Tres de esos cupos se le asignaron al Colegio de San Ignacio,
donde cursamos nuestros estudios de bachillerato Hugo Trujillo
Soto, Rodrigo Vélez Londoño y el suscrito.
Todavía recuerdo las caras de quienes esperábamos
a que se abriera aquella dichosa puerta. En su expresión
se adivinaba fácilmente la emoción de la gran
experiencia vital que estábamos a punto de iniciar y
las inquietudes y expectativas que bullían en los cerebros
de todos. De golpe se presentó en nuestra mesa un hombre
joven, con barba y cabello rizados y de color rojizo ofreciendo
a los neófitos de Medicina y a cómodos
precios unas cajitas de fósforo, que no contenían
fósforos sino unas astillitas de lo que parecía
ser hueso, advirtiéndonos que quienes no tuvieran los
huesillos del oído no íbamos a ganar
la materia que estábamos a punto de iniciar. La importante
transacción no se hizo con nosotros tres, por falta absoluta
de liquidez, pero el asunto nos creó la primera ansiedad
e incertidumbre en nuestros estudios profesionales, al pensar
que sin aquella cajita mágica nos sería poco menos
que imposible ganar anatomía. Nos propusimos entonces
conseguir como fuera el dinero, para hacernos a los pequeños
huesos del oído que aquel hombre joven con aspecto de
sabio ultraterreno nos ofrecía. Afortunadamente no lo
conseguimos durante ese día, ni el siguiente, y digo
afortunadamente, porque quienes los compraron de inmediato,
pronto aprendieron que aquella cajita mágica contenía,
huesos si, pero huesos de pollo. Mas adelante conviviríamos
con aquel simpático estafador que terminó siendo
un psiquiatra de renombre en alguna ciudad del país.
Mientras esperábamos, se especulaba sobre lo que habría
en el interior del edificio donde ingresaríamos en unos
minutos. Para nosotros era un edificio medio misterioso, sobre
todo por lo que se rumoraba acerca de los cadáveres,
que, según decían, eran utilizados por los estudiantes
para el aprendizaje de la anatomía; de dónde venían,
cómo los conservaban, dónde los guardaban.

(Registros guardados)
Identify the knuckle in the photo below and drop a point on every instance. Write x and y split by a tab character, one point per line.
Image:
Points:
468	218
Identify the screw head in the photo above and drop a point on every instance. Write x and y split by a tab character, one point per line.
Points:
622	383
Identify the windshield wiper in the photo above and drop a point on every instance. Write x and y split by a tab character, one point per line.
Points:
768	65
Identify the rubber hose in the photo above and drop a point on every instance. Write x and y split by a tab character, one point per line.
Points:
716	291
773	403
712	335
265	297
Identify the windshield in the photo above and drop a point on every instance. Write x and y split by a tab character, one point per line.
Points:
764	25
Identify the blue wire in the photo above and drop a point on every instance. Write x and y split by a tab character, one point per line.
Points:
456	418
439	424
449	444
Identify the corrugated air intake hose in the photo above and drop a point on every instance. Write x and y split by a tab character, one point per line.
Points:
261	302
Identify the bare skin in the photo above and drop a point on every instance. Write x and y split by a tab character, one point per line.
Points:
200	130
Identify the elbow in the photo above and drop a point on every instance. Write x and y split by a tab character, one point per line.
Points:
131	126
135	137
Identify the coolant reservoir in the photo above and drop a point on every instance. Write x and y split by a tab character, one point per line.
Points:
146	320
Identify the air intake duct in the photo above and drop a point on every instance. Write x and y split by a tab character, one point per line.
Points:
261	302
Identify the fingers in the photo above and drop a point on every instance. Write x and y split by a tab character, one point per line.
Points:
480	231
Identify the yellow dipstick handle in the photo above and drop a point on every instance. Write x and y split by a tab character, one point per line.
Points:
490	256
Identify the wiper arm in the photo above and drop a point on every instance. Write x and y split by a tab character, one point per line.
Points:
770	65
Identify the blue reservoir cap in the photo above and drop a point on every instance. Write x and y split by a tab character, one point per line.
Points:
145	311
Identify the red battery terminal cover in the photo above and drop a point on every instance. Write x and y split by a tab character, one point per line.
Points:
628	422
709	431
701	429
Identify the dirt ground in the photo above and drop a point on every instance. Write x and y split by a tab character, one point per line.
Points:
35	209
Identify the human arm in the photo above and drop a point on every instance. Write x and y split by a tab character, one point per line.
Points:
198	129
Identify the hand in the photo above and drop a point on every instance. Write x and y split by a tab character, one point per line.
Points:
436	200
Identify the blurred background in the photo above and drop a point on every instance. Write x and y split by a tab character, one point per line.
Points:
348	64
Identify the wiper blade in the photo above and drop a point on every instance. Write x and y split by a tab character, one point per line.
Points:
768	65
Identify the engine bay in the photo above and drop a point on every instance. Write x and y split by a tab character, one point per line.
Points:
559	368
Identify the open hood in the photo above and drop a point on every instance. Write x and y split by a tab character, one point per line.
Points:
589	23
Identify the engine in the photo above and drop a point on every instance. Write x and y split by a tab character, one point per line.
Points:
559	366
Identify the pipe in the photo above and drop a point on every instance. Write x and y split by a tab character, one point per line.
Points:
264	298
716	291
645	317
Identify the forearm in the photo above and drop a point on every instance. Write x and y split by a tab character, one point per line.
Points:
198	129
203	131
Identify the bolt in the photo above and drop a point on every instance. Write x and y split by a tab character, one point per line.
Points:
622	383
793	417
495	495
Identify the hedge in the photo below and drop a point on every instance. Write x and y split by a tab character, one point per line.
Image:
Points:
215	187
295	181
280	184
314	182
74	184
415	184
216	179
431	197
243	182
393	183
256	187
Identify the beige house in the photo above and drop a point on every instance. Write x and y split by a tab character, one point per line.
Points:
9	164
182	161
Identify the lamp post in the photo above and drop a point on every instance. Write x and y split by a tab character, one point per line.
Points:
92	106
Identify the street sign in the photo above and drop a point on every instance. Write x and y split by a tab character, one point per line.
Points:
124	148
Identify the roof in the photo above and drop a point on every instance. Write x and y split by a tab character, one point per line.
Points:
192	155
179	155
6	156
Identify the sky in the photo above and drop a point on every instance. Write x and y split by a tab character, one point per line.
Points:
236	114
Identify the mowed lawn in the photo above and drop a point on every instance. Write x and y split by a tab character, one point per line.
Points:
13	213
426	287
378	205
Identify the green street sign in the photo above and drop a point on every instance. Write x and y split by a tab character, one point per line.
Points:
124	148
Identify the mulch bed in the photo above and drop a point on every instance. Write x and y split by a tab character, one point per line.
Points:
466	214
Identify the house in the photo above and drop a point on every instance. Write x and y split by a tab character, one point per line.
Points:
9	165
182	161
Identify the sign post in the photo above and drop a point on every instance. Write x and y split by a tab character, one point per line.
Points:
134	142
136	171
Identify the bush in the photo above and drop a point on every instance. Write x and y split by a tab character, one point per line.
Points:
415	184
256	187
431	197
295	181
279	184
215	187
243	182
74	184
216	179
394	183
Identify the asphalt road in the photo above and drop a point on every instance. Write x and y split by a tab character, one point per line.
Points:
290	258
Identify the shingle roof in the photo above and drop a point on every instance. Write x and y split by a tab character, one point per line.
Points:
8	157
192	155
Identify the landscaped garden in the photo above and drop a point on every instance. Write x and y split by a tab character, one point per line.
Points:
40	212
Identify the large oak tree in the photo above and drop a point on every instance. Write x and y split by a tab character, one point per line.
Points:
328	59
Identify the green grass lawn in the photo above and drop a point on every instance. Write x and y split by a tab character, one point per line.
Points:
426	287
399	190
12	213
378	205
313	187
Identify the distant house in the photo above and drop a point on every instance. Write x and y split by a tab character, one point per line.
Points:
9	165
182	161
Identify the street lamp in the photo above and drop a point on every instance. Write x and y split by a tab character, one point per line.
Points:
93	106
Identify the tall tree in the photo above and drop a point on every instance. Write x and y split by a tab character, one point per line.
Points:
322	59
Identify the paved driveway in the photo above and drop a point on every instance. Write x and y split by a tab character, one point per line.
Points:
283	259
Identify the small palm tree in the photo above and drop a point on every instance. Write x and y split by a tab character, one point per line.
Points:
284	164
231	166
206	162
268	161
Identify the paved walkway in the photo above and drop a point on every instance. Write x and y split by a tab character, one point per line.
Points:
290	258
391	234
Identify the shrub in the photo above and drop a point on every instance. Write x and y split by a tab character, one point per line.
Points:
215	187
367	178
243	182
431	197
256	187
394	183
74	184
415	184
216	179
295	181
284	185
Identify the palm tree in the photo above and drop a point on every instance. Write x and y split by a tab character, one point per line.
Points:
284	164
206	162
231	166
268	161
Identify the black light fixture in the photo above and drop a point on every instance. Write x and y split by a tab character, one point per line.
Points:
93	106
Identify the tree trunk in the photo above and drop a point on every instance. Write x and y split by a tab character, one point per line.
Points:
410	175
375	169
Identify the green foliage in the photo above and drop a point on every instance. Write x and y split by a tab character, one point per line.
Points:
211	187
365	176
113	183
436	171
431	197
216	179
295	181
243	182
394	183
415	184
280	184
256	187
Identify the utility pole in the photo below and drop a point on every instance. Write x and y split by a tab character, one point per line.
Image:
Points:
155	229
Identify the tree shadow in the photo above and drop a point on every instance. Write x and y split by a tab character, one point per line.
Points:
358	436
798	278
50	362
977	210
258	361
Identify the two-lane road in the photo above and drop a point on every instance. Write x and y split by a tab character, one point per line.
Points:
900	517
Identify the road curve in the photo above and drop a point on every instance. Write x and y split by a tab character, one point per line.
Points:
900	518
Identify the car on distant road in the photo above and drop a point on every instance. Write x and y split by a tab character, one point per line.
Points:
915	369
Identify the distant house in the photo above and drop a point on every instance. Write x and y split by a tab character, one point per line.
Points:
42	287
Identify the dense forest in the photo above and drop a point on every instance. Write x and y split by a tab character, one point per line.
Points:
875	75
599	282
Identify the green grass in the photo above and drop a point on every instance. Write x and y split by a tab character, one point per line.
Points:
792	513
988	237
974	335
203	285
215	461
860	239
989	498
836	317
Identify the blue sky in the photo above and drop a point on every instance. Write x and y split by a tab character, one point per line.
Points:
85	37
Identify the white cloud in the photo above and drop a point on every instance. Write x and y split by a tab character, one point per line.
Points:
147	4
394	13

TUS INSTRUCCIONES:
Transcribe, por favor, del fragmento seleccionado el tramo que va desde "Mientras esperábamos, se" hasta "dónde los guardaban.". Los registros son material aparte y no forman parte del fragmento.

TU RESPUESTA:
Mientras esperábamos, se especulaba sobre lo que habría
en el interior del edificio donde ingresaríamos en unos
minutos. Para nosotros era un edificio medio misterioso, sobre
todo por lo que se rumoraba acerca de los cadáveres,
que, según decían, eran utilizados por los estudiantes
para el aprendizaje de la anatomía; de dónde venían,
cómo los conservaban, dónde los guardaban.